BRANO FORNITO >>

4
Dopo questo primo inquadramento, il discorso si indirizza
sulla nozione di contratto in Labeone, secondo la cui definizione
“contractum…ultro citroque obligationem, quod Graeci συνάλλαγµα
vocant, veluti emptionem venditionem, locationem conductionem,
societatem…”. Si tratta dell’unica definizione di contratto
rinvenibile in D.50.16.19, del Libro XI del Commentario
all’Editto di Ulpiano e sulla quale autori quali Santoro, Gallo,
Grosso e Guarino si sono confrontati.
Differente è la posizione dei Bizantini, di cui si occupa il
terzo paragrafo del primo capitolo, i quali tendevano a mettere
in risalto la conventio insita nei contratti che poteva richiedere,
come elemento perfezionatore, la forma o la dazione del bene.
Tra tutti, Teofilo che, nella sua parafrasi delle Istituzioni
giustinianee definisce il contratto come “conventio et consensus”
rivolto alla costituzione di un’obbligazione. Si tratta
fondamentalmente di una nozione di contratto che abbraccia
tutti i contratti consensuali obbligatori ad effetti reciproci e che
ricomprende anche i contratti innominati.
5
Un aspetto sul quale è stata posta una particolare
attenzione riguarda la quadripartizione dei contratti. Le
obligationes che ex contractu nascuntur, vengono difatti distinte in
obligationes re, verbis, litteris o consensu contractae che stavano ad
indicare l’elemento obbligante, contrariamente a quanto era
sostenuto dal pensiero Bizantino secondo il quale esse
costituivano solo il quid per perfezionare il contratto.

Voci di dati memorizzate >>

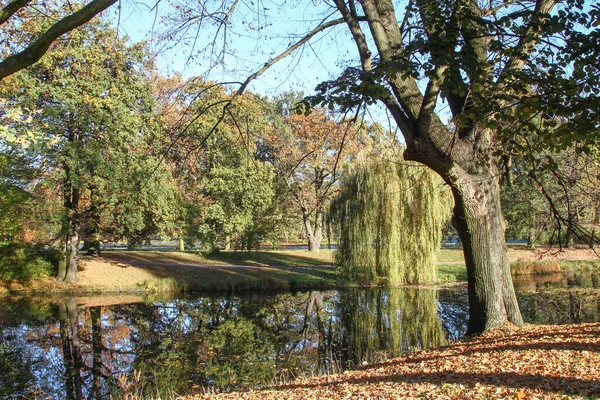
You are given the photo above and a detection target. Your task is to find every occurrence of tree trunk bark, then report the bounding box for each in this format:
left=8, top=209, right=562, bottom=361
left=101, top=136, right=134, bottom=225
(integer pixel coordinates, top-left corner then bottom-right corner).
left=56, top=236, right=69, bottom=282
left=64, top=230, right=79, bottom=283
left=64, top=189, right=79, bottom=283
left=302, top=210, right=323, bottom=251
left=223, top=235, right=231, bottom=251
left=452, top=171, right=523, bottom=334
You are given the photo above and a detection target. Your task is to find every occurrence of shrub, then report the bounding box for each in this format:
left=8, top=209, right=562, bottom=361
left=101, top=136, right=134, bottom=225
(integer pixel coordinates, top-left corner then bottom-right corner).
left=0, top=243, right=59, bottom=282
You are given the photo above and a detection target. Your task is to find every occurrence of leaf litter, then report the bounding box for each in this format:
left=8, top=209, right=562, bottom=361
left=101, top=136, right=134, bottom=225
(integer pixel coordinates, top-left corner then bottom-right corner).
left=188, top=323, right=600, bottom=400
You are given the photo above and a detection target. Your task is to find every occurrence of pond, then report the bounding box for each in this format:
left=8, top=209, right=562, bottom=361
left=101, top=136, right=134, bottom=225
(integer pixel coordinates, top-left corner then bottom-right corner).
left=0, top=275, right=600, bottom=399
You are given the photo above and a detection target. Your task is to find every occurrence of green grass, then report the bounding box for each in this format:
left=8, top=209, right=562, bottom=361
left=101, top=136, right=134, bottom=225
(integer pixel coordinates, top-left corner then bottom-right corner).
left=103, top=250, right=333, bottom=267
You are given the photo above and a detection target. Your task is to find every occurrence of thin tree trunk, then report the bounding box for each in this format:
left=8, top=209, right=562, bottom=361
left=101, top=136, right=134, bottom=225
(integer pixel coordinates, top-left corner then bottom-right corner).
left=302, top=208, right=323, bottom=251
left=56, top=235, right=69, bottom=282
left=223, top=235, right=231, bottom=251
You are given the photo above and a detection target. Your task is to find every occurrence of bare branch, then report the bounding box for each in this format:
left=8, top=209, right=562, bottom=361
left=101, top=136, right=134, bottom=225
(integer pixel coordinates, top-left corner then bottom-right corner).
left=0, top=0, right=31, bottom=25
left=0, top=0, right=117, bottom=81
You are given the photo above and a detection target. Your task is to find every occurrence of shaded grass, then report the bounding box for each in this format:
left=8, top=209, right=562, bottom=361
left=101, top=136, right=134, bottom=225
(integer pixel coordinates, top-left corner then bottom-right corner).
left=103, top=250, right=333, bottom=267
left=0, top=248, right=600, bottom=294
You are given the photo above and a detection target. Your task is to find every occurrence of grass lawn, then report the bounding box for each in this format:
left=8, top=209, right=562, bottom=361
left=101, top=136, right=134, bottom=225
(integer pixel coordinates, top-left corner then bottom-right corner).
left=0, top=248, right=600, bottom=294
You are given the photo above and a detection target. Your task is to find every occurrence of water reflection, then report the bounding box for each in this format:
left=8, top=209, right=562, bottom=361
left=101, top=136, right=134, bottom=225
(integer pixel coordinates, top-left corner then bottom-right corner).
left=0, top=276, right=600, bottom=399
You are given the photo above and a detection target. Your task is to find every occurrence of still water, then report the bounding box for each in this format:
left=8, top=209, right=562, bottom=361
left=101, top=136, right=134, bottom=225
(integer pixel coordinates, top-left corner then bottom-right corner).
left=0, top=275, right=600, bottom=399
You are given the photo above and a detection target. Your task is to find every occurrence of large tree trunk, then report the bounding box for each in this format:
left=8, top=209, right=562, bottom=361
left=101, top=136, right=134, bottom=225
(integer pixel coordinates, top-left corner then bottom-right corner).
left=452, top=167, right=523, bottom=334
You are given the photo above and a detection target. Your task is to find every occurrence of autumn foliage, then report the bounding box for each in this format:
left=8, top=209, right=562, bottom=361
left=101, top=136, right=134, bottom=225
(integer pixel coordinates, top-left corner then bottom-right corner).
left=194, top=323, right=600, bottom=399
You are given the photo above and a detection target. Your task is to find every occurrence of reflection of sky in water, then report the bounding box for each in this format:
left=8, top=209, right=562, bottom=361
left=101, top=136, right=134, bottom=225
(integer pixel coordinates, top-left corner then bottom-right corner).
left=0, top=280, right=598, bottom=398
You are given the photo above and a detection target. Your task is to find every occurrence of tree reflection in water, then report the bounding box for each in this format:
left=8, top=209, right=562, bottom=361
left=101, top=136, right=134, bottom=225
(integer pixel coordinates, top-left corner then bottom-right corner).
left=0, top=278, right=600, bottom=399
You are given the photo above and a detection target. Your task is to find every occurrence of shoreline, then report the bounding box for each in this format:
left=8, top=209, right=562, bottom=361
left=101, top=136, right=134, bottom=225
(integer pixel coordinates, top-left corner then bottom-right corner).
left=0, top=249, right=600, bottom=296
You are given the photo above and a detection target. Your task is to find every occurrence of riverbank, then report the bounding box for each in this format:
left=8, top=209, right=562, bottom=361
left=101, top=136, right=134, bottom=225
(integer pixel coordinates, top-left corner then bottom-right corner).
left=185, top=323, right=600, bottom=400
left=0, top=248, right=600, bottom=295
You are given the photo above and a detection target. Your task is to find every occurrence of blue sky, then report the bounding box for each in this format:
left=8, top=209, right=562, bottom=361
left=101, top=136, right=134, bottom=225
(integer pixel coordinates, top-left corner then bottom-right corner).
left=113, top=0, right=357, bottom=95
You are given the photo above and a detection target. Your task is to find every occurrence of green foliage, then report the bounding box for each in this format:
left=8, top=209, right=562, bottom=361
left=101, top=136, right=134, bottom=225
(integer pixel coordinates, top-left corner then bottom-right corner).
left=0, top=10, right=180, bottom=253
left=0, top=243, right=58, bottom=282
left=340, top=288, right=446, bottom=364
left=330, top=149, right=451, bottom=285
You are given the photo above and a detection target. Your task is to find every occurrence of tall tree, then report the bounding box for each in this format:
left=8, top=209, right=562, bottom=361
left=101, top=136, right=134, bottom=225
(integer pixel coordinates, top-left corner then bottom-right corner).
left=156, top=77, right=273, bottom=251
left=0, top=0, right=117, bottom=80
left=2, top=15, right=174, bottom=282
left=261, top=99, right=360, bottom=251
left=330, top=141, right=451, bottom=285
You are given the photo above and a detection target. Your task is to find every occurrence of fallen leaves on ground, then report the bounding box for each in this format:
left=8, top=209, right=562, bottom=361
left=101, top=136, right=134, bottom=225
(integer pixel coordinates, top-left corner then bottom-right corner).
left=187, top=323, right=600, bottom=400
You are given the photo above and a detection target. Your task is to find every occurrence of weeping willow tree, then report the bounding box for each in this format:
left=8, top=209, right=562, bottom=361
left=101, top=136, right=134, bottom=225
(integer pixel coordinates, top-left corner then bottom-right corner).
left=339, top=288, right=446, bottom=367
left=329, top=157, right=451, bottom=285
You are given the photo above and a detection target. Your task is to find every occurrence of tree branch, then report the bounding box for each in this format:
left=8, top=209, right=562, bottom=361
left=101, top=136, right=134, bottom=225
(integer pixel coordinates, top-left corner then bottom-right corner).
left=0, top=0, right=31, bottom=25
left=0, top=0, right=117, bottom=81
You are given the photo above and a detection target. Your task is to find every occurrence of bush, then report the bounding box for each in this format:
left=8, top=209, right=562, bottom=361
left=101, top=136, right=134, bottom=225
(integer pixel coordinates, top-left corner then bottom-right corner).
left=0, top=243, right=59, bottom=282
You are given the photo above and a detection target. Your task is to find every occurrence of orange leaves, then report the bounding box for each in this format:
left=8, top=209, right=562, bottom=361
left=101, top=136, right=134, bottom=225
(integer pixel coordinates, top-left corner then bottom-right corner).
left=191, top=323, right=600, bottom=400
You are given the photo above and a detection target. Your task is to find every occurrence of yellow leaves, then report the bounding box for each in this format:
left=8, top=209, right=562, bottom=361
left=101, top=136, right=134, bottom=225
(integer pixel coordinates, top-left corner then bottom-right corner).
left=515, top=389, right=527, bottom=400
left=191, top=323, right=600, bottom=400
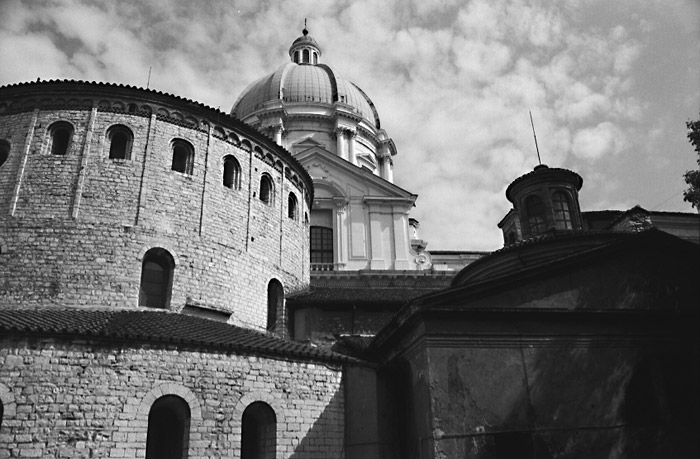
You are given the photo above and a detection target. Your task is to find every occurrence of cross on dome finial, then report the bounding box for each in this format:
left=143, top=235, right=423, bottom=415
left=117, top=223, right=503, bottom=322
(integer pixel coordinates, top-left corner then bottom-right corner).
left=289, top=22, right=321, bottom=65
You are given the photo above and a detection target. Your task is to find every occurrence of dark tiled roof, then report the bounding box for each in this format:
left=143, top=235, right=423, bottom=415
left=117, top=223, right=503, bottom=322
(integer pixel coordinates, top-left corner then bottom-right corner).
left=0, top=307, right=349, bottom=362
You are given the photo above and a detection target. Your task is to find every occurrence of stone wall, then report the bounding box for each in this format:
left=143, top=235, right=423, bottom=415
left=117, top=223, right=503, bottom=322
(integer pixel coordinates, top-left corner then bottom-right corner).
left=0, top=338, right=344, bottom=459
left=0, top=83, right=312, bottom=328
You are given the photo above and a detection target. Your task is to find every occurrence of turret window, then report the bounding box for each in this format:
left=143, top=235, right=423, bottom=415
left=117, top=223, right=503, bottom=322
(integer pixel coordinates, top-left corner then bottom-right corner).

BREVE ESERCIZIO 1 >>
Traduci in inglese questa frase del brano sul contratto nel diritto romano: "Un aspetto sul quale è stata posta una particolare attenzione riguarda la quadripartizione dei contratti."
BREVE ESERCIZIO 2 >>
Riproduci fedelmente il passo del brano sul contratto nel diritto romano compreso tra "Differente è la" e "dazione del bene.", estremi inclusi.

RISPOSTA 1 >>
One aspect to which particular attention has been paid concerns the fourfold classification of contracts.

RISPOSTA 2 >>
Differente è la posizione dei Bizantini, di cui si occupa il
terzo paragrafo del primo capitolo, i quali tendevano a mettere
in risalto la conventio insita nei contratti che poteva richiedere,
come elemento perfezionatore, la forma o la dazione del bene.